List every line of the material below that contains the word "rifle", copying each one in full.
==== Data for the task
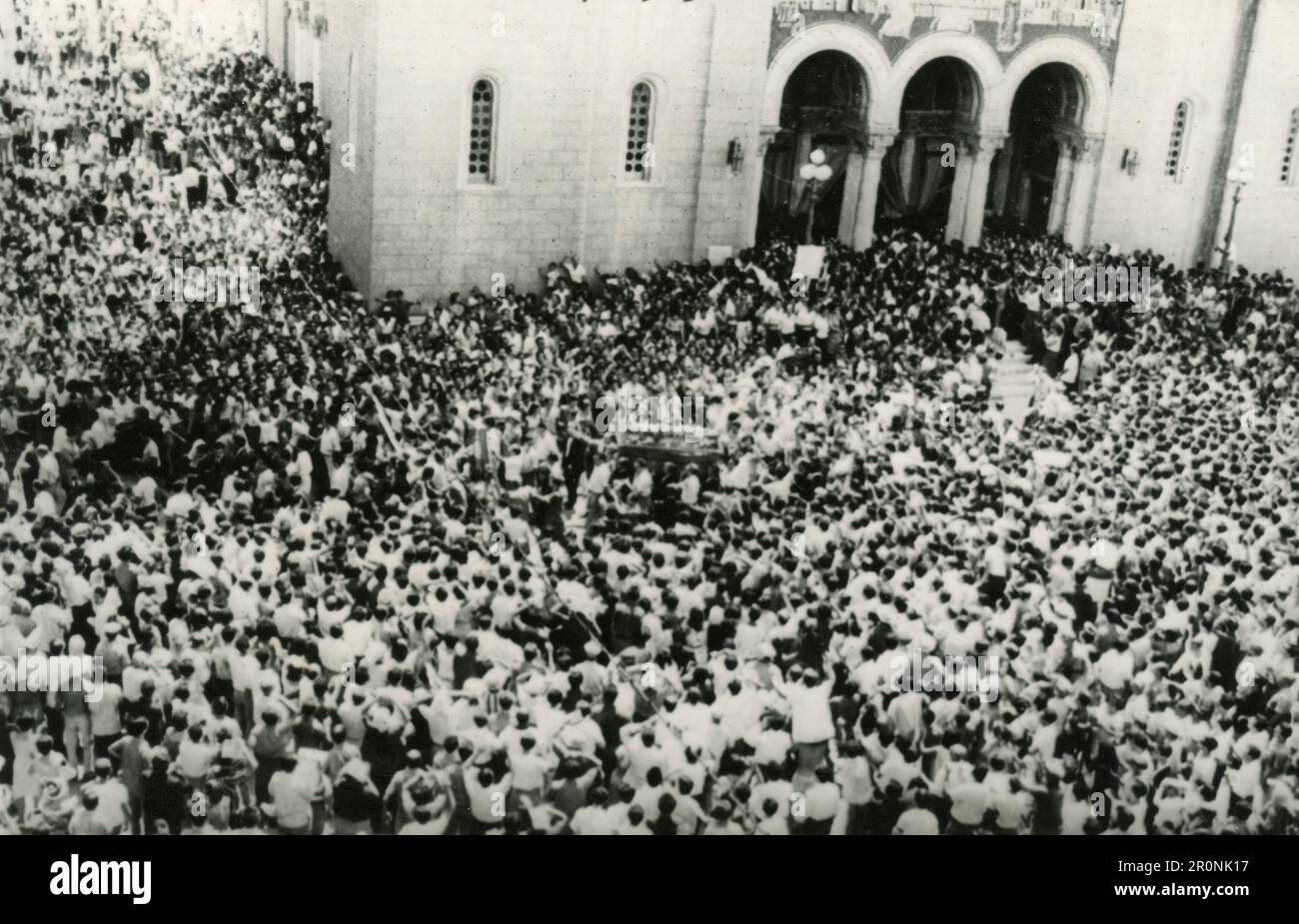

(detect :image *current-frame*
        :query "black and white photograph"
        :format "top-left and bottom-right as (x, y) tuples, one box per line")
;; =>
(0, 0), (1299, 892)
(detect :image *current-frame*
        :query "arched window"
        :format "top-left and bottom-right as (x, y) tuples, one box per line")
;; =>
(469, 77), (501, 183)
(1164, 100), (1191, 183)
(1281, 109), (1299, 186)
(623, 81), (654, 182)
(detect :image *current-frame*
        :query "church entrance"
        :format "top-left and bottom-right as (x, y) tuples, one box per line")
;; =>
(875, 57), (979, 239)
(987, 64), (1086, 234)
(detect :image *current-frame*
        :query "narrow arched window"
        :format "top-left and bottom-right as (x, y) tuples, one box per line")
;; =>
(1164, 100), (1191, 183)
(623, 81), (654, 181)
(469, 77), (501, 183)
(1281, 108), (1299, 186)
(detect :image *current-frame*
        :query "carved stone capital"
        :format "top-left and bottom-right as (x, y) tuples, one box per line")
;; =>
(865, 131), (897, 157)
(1074, 135), (1105, 164)
(960, 131), (1010, 160)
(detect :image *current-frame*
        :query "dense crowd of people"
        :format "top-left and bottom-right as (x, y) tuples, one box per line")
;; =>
(0, 5), (1299, 834)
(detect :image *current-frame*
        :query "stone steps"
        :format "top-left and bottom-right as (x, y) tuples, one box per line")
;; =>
(988, 340), (1036, 425)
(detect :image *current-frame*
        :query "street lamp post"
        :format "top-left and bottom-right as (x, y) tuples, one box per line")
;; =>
(1221, 158), (1254, 281)
(799, 148), (834, 244)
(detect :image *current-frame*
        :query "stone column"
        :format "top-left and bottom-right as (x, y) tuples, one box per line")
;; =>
(961, 134), (1008, 247)
(1064, 135), (1105, 249)
(1047, 138), (1078, 234)
(943, 136), (974, 240)
(852, 131), (897, 251)
(835, 151), (866, 243)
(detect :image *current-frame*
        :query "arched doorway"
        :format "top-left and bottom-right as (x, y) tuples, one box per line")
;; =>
(875, 57), (981, 239)
(757, 51), (866, 244)
(988, 62), (1087, 234)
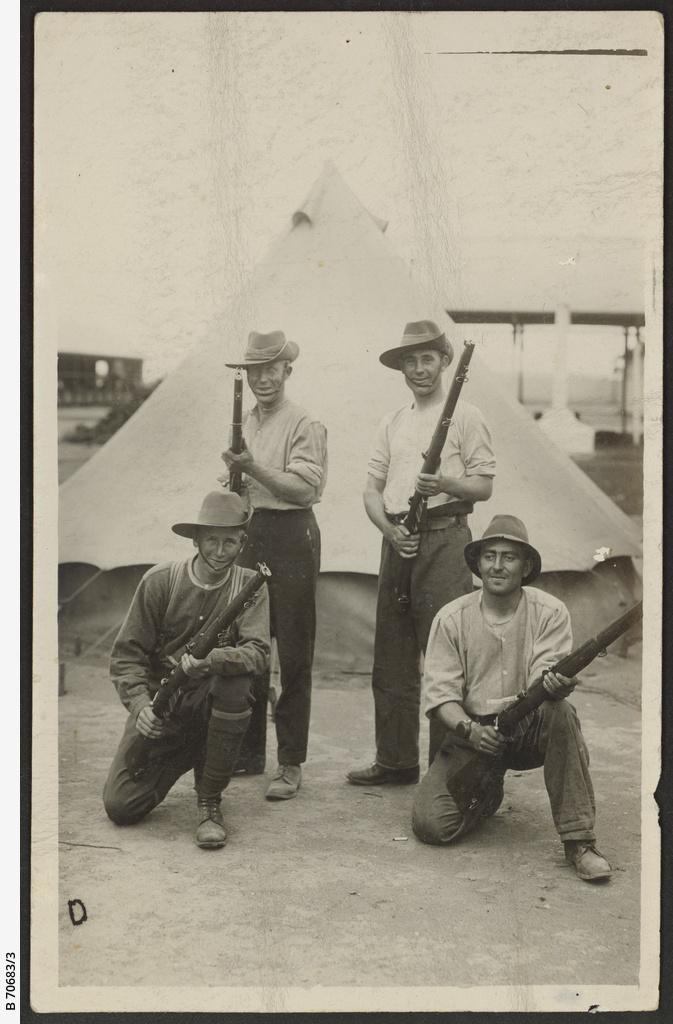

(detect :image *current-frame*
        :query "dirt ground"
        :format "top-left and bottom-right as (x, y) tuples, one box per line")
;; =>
(59, 648), (640, 989)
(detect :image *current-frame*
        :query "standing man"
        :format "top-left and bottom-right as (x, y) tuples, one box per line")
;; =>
(346, 321), (496, 785)
(413, 515), (611, 882)
(103, 490), (270, 849)
(220, 331), (327, 800)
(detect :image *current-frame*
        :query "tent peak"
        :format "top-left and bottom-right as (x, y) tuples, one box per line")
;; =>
(292, 160), (388, 232)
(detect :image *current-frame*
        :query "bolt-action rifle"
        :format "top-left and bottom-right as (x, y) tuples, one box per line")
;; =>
(447, 601), (642, 813)
(394, 341), (474, 612)
(126, 562), (271, 778)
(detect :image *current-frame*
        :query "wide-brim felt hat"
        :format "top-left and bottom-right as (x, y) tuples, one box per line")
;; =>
(224, 331), (299, 370)
(463, 515), (542, 585)
(379, 321), (454, 370)
(171, 490), (252, 540)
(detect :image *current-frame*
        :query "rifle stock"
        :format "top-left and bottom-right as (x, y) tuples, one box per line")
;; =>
(126, 562), (271, 778)
(447, 601), (642, 811)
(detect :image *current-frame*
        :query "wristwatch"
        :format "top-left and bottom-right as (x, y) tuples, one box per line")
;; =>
(454, 718), (472, 739)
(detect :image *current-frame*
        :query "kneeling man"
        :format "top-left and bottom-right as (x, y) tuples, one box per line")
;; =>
(413, 515), (611, 882)
(103, 492), (270, 849)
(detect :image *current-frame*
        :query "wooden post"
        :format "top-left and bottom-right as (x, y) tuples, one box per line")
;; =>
(631, 327), (642, 445)
(551, 303), (571, 409)
(621, 326), (630, 434)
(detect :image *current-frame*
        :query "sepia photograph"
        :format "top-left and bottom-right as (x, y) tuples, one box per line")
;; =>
(31, 5), (664, 1014)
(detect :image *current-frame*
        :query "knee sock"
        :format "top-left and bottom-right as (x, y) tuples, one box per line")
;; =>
(237, 676), (269, 755)
(197, 707), (255, 799)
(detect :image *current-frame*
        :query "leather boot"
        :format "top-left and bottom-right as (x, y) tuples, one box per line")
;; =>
(563, 840), (613, 882)
(195, 708), (250, 849)
(196, 797), (226, 850)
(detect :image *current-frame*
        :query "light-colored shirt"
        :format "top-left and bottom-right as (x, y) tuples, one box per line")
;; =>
(243, 399), (327, 509)
(368, 394), (496, 515)
(110, 557), (270, 713)
(423, 587), (573, 715)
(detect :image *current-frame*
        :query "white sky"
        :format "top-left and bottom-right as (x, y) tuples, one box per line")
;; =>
(36, 12), (662, 376)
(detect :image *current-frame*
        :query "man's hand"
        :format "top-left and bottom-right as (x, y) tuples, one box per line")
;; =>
(470, 722), (507, 757)
(416, 473), (449, 498)
(135, 705), (164, 739)
(544, 672), (577, 700)
(386, 523), (421, 558)
(180, 651), (213, 679)
(221, 449), (255, 476)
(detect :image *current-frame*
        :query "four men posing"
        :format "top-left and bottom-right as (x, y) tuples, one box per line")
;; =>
(104, 321), (609, 881)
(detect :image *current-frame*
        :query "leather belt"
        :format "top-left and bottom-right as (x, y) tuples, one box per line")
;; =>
(470, 715), (498, 725)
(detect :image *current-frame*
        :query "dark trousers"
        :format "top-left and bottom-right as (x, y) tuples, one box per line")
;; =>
(102, 676), (252, 825)
(412, 700), (595, 845)
(372, 516), (472, 768)
(238, 509), (321, 765)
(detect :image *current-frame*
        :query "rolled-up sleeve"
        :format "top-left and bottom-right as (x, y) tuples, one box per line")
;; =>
(286, 418), (327, 490)
(461, 406), (496, 476)
(367, 417), (390, 480)
(110, 573), (167, 714)
(423, 611), (465, 715)
(528, 602), (573, 686)
(208, 586), (271, 676)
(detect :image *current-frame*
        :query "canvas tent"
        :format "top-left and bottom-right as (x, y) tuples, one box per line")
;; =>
(59, 166), (639, 671)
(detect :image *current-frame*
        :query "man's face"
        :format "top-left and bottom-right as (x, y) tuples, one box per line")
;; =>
(246, 359), (292, 407)
(194, 526), (246, 577)
(399, 348), (449, 398)
(479, 541), (533, 597)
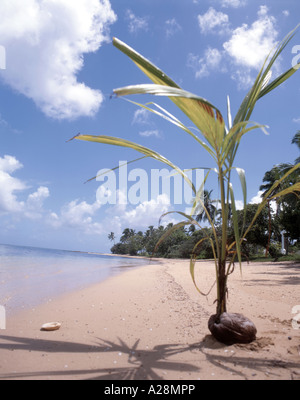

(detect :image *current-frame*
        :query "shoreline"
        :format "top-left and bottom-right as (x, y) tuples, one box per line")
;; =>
(0, 260), (300, 380)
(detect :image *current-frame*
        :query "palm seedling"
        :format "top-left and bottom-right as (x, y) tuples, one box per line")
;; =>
(76, 27), (300, 344)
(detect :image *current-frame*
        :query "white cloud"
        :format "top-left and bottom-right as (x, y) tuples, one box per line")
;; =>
(139, 129), (160, 138)
(25, 186), (50, 219)
(105, 194), (175, 234)
(0, 0), (116, 119)
(0, 155), (27, 215)
(188, 47), (224, 78)
(221, 0), (247, 8)
(223, 6), (278, 69)
(132, 108), (150, 125)
(0, 155), (50, 219)
(198, 7), (229, 34)
(126, 10), (148, 33)
(48, 200), (103, 234)
(132, 108), (160, 138)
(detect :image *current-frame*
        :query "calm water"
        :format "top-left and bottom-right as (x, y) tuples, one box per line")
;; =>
(0, 245), (149, 313)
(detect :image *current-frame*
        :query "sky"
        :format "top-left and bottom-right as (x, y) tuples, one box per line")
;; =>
(0, 0), (300, 252)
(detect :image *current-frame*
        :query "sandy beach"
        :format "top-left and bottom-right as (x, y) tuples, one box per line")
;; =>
(0, 260), (300, 380)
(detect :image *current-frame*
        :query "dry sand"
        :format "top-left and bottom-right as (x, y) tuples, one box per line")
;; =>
(0, 260), (300, 380)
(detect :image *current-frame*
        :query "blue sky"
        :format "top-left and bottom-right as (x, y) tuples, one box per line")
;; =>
(0, 0), (300, 252)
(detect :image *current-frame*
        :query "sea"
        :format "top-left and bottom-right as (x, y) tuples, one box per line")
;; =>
(0, 244), (149, 314)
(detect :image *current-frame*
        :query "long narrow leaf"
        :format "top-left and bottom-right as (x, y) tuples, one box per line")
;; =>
(113, 38), (225, 150)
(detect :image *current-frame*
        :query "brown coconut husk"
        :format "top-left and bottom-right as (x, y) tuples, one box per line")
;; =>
(208, 313), (257, 345)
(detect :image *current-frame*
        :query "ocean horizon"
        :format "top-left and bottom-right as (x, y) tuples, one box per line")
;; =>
(0, 244), (149, 314)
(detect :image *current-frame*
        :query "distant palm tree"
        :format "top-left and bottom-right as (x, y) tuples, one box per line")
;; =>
(75, 24), (300, 344)
(292, 131), (300, 164)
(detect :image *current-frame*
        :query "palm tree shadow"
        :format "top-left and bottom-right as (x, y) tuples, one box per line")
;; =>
(0, 336), (199, 380)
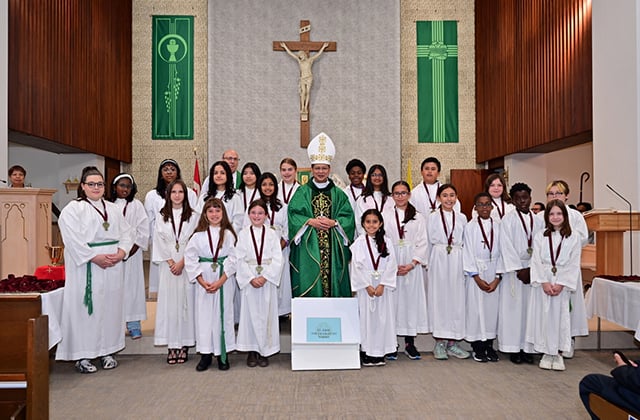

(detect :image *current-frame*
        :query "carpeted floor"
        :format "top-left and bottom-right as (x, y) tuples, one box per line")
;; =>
(50, 351), (640, 420)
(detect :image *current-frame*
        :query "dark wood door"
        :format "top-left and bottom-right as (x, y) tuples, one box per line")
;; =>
(451, 169), (491, 219)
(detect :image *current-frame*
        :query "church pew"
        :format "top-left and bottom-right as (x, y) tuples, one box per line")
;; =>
(0, 294), (49, 419)
(589, 394), (640, 420)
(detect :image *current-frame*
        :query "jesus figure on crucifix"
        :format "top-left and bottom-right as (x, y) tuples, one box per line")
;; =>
(280, 42), (329, 121)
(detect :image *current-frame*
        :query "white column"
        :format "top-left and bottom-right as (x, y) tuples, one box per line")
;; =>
(0, 0), (9, 181)
(592, 0), (640, 274)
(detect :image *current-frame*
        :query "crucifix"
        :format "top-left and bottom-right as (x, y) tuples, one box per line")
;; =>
(273, 20), (337, 147)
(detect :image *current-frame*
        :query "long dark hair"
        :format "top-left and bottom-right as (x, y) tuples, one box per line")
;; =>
(391, 181), (418, 224)
(156, 159), (186, 198)
(193, 197), (238, 248)
(160, 178), (193, 222)
(109, 172), (138, 203)
(256, 172), (282, 211)
(204, 160), (236, 201)
(362, 164), (391, 201)
(77, 166), (104, 200)
(238, 162), (262, 192)
(360, 209), (389, 258)
(544, 198), (571, 238)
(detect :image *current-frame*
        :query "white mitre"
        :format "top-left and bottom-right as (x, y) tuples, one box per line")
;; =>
(307, 133), (336, 165)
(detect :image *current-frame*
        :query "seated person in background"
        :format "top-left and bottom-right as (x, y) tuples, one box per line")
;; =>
(580, 353), (640, 419)
(7, 165), (27, 188)
(531, 201), (544, 214)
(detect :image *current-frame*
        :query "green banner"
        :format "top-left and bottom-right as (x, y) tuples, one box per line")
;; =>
(416, 21), (459, 143)
(151, 16), (193, 140)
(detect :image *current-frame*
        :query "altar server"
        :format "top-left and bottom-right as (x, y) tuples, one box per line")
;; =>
(56, 166), (134, 373)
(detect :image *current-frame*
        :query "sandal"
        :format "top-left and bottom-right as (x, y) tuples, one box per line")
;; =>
(176, 346), (189, 364)
(167, 349), (178, 365)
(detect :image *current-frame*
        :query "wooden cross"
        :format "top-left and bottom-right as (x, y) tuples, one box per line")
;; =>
(273, 20), (337, 147)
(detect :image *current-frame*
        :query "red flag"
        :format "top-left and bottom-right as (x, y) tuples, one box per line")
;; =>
(193, 156), (202, 195)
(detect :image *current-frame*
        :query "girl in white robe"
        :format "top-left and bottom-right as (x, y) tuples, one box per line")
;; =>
(152, 179), (198, 365)
(471, 174), (515, 220)
(463, 192), (504, 362)
(111, 173), (150, 340)
(539, 180), (589, 358)
(278, 158), (300, 204)
(382, 181), (431, 360)
(354, 165), (394, 235)
(144, 159), (198, 293)
(184, 198), (236, 372)
(427, 184), (470, 360)
(225, 199), (282, 367)
(251, 172), (291, 317)
(349, 209), (398, 366)
(56, 166), (134, 373)
(236, 162), (262, 215)
(526, 200), (582, 370)
(195, 160), (244, 233)
(498, 183), (544, 364)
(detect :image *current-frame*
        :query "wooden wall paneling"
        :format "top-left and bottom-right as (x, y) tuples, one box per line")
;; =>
(9, 0), (132, 162)
(475, 0), (592, 162)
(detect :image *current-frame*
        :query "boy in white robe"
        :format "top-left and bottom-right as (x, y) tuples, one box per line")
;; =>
(498, 182), (544, 364)
(111, 173), (150, 340)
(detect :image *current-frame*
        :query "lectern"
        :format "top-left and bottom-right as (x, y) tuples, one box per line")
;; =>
(0, 188), (57, 279)
(584, 210), (640, 276)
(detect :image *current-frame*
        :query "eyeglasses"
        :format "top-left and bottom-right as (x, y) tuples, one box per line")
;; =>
(84, 182), (104, 188)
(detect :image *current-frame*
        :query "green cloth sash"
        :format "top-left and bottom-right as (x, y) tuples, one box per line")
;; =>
(198, 257), (227, 363)
(416, 21), (459, 143)
(84, 241), (120, 315)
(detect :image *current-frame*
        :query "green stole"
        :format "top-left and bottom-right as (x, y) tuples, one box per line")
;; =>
(288, 180), (355, 297)
(84, 240), (120, 315)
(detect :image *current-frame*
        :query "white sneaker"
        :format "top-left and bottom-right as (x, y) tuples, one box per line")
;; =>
(551, 356), (565, 370)
(433, 340), (449, 360)
(538, 354), (554, 370)
(102, 355), (118, 370)
(447, 343), (471, 359)
(76, 359), (98, 373)
(562, 337), (576, 359)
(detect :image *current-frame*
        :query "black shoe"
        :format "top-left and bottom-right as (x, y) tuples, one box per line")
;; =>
(485, 346), (500, 362)
(472, 350), (489, 363)
(362, 354), (377, 366)
(196, 354), (213, 372)
(216, 355), (231, 370)
(247, 351), (258, 367)
(509, 353), (522, 365)
(520, 350), (533, 365)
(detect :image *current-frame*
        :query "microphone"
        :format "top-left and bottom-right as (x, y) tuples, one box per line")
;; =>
(605, 184), (633, 276)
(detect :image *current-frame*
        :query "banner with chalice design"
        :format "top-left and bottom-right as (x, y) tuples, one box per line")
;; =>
(151, 16), (193, 140)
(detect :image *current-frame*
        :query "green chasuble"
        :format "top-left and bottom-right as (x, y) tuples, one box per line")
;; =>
========
Response:
        :query "bolt-action rifle"
        :query "rifle stock"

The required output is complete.